— start Article —

Section navigation

In May 1882 Jigoro Kano was inspired by traditional forms of combat to create a method of physical, intellectual and moral education, which he named judo.

Initially considered as a personal defense system, judo is step by step recognized for its educational value, its benefits for the development of the body and the character.

Judo became an Olympic sport in the Tokyo Games in 1964, and thus became universal. The International Judo Federation today brings together 195 national federations and 5 continental unions.

Jujitsu: The Kano Method 

In the early twentieth century, the Western world discovered the artistic beauty and the military power of Japanese civilization and the effectiveness of strong Japanese soldiers based on their warrior spirit, the bushido, and their fighting techniques, jujutsu. In many countries, the Japanese art is introduced in military curriculum. Jujutsu also appears on the stage of music halls, circuses and fairs. The popularity of jujutsu is launched.

Jujutsu in the World

In the US and in many countries of the world, jujutsu first spreads in the army and the police. At the same time, the martial art is taught in fitness centers (Sandow in England Desbonnet in France, the McFadden in the USA...)

Jujutsu and the media

Present in cartoons and songs, jujutsu is used in numerous commercials, books or even correspondence courses that promise the technical secrets that make invincible.

Jujutsu and Women

The art of the ‘weak against the strong’ is not reserved for men. While remaining elegant and feminine, women practiced the Japanese art early on. In London, the "jujutsuffragettes" used the Japanese art as a weapon in the service of their political struggle to gain the right to vote.

— end Article —
— start Exercise materials —

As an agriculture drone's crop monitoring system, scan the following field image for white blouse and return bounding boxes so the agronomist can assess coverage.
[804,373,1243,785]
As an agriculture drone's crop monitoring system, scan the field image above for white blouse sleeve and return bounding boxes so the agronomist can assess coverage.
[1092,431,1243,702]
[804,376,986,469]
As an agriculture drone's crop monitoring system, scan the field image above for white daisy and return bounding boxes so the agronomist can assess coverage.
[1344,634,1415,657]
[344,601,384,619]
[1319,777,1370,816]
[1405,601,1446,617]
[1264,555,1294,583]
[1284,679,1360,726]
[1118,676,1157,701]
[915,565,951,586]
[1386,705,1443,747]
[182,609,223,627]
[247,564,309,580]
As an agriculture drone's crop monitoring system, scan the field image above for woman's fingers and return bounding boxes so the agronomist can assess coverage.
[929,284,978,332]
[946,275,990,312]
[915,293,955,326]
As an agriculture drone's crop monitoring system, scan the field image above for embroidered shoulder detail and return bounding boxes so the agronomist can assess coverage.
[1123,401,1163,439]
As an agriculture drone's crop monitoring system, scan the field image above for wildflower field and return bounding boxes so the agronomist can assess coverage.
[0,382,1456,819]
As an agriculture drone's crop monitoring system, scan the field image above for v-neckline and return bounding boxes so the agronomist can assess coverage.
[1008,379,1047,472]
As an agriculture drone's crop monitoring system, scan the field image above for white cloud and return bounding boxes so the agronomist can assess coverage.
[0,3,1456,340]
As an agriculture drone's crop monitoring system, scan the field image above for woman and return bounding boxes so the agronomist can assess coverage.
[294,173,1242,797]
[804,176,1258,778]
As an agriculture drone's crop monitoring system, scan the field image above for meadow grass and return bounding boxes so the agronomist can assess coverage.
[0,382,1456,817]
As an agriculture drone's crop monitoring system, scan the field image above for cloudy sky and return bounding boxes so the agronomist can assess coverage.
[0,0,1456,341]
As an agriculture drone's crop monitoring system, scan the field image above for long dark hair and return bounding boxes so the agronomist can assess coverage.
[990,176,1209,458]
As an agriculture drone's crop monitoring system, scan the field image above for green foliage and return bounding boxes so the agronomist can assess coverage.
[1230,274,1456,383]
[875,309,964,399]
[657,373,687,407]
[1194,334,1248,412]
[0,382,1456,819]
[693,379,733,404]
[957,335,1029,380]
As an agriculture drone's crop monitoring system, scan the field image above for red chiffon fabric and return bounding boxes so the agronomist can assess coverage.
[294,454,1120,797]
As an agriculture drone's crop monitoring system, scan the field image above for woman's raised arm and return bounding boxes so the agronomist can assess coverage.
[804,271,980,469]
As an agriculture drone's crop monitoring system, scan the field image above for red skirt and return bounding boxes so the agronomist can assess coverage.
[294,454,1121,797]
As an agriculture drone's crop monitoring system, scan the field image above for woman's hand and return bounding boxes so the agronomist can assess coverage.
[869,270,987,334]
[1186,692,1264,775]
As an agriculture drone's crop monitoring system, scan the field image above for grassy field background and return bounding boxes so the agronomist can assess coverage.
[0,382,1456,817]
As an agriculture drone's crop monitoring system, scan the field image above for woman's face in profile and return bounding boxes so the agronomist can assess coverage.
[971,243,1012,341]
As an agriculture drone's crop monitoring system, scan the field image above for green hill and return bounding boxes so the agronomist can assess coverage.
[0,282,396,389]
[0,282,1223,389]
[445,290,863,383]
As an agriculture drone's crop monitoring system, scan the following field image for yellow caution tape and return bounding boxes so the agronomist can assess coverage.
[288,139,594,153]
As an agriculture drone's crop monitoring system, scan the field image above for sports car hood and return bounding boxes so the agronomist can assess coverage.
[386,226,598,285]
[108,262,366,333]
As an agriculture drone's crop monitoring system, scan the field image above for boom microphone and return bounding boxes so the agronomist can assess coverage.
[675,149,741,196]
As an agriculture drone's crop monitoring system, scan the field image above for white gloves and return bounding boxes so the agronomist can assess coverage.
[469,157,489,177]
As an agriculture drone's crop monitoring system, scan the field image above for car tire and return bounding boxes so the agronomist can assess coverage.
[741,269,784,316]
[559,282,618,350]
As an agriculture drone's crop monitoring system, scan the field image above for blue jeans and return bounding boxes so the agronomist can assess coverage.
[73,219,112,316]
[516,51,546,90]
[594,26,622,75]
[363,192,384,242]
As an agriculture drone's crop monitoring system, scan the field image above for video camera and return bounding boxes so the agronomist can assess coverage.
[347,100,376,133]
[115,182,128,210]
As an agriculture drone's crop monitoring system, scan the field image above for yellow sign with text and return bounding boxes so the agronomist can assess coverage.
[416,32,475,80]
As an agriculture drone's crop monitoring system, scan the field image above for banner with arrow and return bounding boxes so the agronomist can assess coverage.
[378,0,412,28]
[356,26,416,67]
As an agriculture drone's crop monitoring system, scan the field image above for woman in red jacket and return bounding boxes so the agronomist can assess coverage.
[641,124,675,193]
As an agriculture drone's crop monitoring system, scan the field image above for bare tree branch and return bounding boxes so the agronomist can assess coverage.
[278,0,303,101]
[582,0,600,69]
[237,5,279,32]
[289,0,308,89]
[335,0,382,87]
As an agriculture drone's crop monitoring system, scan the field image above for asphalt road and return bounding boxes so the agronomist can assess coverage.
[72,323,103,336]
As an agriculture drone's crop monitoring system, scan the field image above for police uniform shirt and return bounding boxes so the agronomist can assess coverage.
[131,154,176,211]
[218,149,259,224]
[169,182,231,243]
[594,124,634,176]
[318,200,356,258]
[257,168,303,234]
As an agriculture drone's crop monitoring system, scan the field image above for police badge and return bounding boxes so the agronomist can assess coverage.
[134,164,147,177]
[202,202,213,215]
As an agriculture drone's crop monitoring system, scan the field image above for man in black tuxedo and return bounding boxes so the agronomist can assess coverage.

— end Exercise materials —

To-do list.
1. In the judo history text, rewrite the stretch from "Present in cartoons" through "that make invincible.", replacing "commercials" with "advertisements".
2. In the records, offset the stretch from the line containing "above for sports" through the line containing "[559,282,618,350]" by adding 132 to every bounding-box coordinate. Reproduce every line of that stretch, including the lines without coordinates.

Completed exercise.
1.
Present in cartoons and songs, jujutsu is used in numerous advertisements, books or even correspondence courses that promise the technical secrets that make invincible.

2.
As an agriculture drone's crop monitoring system, scan the field image above for sports car hood and return bounding boxes so the agronomist can assess coverage.
[518,358,730,417]
[240,394,498,465]
As an agriculture drone's crop monitoring system, scan the field image above for boom microphone and return bounding boxes so the agronomist can assess coverage.
[807,281,873,328]
As an agriculture drone's crop monitoring system, scan the field image above for white gloves and return bounding boxes so the agronomist can assess coverage.
[601,289,621,309]
As an agriculture drone's crop monitoring system, scan the field image above for car tire and return bounding boxes so the agronomist can assess coverage.
[873,401,916,448]
[691,414,750,482]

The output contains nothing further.